Aim 1
Copy everything in the text on Paul's letter greetings from "What information is" down to "draw from them.".

What’s In A Greeting?: The Epistles of Paul

What information is conveyed in a greeting? Greetings are usually fairly short, but even though short and often conventional, there are important bits of information that filter through simply because of what those conventions are. Let us examine, for example, the extant letters of Paul, to see what conventions he used and what information he conveyed. We know of the greetings for thirteen letters of his [1]. Let us compare the letters in roughly chronological order and then see what sort of connections we can draw from them.

The Greetings Of Paul

Let us turn to the thirteen books of Paul and look at their greetings in a roughly chronological order. We will look at Galatians, 1 and 2 Thessalonians, 1 and 2 Corinthians, Romans, Ephesians, Philippians, Colossians, Philemon, 1 Timothy, Titus, and 2 Timothy. The greetings for these thirteen books are as follows:

Galatians 1:1-5: Paul, an apostle (not from men nor through men but through Jesus Christ and God the Father who raised Him from the dead), and all the brethren who are with me, to the churches of Galatia: grace to you and peace from God the Father and our Lord Jesus Christ, who gave Himself for our sins, that he might deliver us from this present evil age, according to the will of our God and Father, to whom be glory forever and ever. Amen.”

1 Thessalonians 1:1: “Paul, Silvanus [Silas], and Timothy, to the church of the Thessalonians in God the Father and the Lord Jesus Christ: grace to you and peace from God our Father and the Lord Jesus Christ.”

2 Thessalonians 1:1-2: “Paul, Silvanus [Silas], and Timothy, to the church of the Thessalonians in God our Father and the Lord Jesus Christ: grace to you and peace from God our Father and the Lord Jesus Christ.”

1 Corinthians 1:1-3: “Paul, called to be an apostle of Jesus Christ through the will of God, and Sosthenes our brother, to the church of God which is in Corinth, to those who are sanctified in Christ Jesus, called to be saints, with all who in every place call on the name of Jesus Christ our Lord, both theirs and hours: grace to you and peace from God our Father and the Lord Jesus Christ.”

2 Corinthians 1:1-2: “Paul, an apostle of Jesus Christ by the will of God, and Timothy our brother, to the church of God which is at Corinth, with all the saints who are in all Achaia: grace to you and peace from God our father and the Lord Jesus Christ.”

Aim 2
Arrange everything in the object pointing dataset rows as a JSON list of strings, starting at the line containing "Record the location of each instance of the white star" and running down to the last line of the rows. Use one string per line and leave out blank lines.

Object pointing dataset rows
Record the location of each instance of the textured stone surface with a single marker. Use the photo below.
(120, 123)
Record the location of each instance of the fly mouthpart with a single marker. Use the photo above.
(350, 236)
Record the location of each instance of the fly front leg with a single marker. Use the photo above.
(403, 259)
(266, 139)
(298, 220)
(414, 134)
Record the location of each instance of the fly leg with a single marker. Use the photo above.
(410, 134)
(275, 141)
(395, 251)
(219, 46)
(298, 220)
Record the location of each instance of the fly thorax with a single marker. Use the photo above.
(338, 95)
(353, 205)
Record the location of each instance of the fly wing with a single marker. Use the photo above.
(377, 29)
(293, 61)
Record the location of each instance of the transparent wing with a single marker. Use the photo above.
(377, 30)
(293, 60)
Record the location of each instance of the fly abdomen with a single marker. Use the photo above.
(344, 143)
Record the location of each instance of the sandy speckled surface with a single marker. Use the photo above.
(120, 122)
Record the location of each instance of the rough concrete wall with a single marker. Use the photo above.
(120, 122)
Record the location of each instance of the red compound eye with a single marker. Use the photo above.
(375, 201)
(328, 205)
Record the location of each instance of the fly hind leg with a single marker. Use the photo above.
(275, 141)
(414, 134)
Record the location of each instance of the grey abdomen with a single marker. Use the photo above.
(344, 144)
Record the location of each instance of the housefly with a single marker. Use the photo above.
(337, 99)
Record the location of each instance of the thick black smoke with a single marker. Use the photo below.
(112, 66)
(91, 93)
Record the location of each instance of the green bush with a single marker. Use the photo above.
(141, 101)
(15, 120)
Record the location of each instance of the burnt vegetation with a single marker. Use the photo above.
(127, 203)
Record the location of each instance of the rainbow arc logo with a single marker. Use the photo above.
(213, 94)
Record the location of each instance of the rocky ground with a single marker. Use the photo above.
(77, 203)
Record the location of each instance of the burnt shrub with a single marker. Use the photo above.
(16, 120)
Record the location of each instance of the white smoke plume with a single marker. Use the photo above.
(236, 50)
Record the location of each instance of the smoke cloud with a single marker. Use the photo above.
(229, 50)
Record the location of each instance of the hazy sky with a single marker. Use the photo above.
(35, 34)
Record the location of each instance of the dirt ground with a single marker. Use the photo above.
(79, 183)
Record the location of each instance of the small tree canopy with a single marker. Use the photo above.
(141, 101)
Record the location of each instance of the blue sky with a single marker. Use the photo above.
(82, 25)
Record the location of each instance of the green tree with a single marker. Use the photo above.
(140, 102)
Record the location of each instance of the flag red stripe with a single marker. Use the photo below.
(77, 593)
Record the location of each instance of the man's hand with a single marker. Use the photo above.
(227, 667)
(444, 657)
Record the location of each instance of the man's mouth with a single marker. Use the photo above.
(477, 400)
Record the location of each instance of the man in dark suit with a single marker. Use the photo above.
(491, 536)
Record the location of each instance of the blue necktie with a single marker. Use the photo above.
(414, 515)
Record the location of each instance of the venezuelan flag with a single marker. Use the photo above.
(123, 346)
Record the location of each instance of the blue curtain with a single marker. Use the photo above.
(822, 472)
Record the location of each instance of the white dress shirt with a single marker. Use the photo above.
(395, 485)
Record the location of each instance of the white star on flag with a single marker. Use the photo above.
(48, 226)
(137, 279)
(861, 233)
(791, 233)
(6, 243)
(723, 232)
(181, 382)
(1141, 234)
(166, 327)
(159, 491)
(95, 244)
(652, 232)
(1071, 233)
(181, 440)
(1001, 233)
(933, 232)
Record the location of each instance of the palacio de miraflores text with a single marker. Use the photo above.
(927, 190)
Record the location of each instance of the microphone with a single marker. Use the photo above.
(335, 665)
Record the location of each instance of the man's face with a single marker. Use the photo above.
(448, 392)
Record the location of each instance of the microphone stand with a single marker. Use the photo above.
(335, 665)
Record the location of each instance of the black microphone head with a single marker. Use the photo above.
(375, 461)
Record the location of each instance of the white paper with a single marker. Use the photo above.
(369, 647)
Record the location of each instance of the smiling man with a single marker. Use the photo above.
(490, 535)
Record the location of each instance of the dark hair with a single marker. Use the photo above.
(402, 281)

Worked solution 1
What information is conveyed in a greeting? Greetings are usually fairly short, but even though short and often conventional, there are important bits of information that filter through simply because of what those conventions are. Let us examine, for example, the extant letters of Paul, to see what conventions he used and what information he conveyed. We know of the greetings for thirteen letters of his [1]. Let us compare the letters in roughly chronological order and then see what sort of connections we can draw from them.

Worked solution 2
[
  "Record the location of each instance of the white star on flag with a single marker. Use the photo above.",
  "(48, 226)",
  "(137, 279)",
  "(861, 233)",
  "(791, 233)",
  "(6, 243)",
  "(723, 232)",
  "(181, 382)",
  "(1141, 234)",
  "(166, 327)",
  "(159, 491)",
  "(95, 244)",
  "(652, 232)",
  "(1071, 233)",
  "(181, 440)",
  "(1001, 233)",
  "(933, 232)",
  "Record the location of each instance of the palacio de miraflores text with a single marker. Use the photo above.",
  "(927, 190)",
  "Record the location of each instance of the microphone with a single marker. Use the photo above.",
  "(335, 665)",
  "Record the location of each instance of the man's face with a single marker. Use the photo above.",
  "(448, 392)",
  "Record the location of each instance of the microphone stand with a single marker. Use the photo above.",
  "(335, 665)",
  "Record the location of each instance of the black microphone head with a single marker. Use the photo above.",
  "(375, 461)",
  "Record the location of each instance of the white paper with a single marker. Use the photo above.",
  "(369, 647)",
  "Record the location of each instance of the smiling man with a single marker. Use the photo above.",
  "(490, 535)",
  "Record the location of each instance of the dark hair with a single marker. Use the photo above.",
  "(402, 281)"
]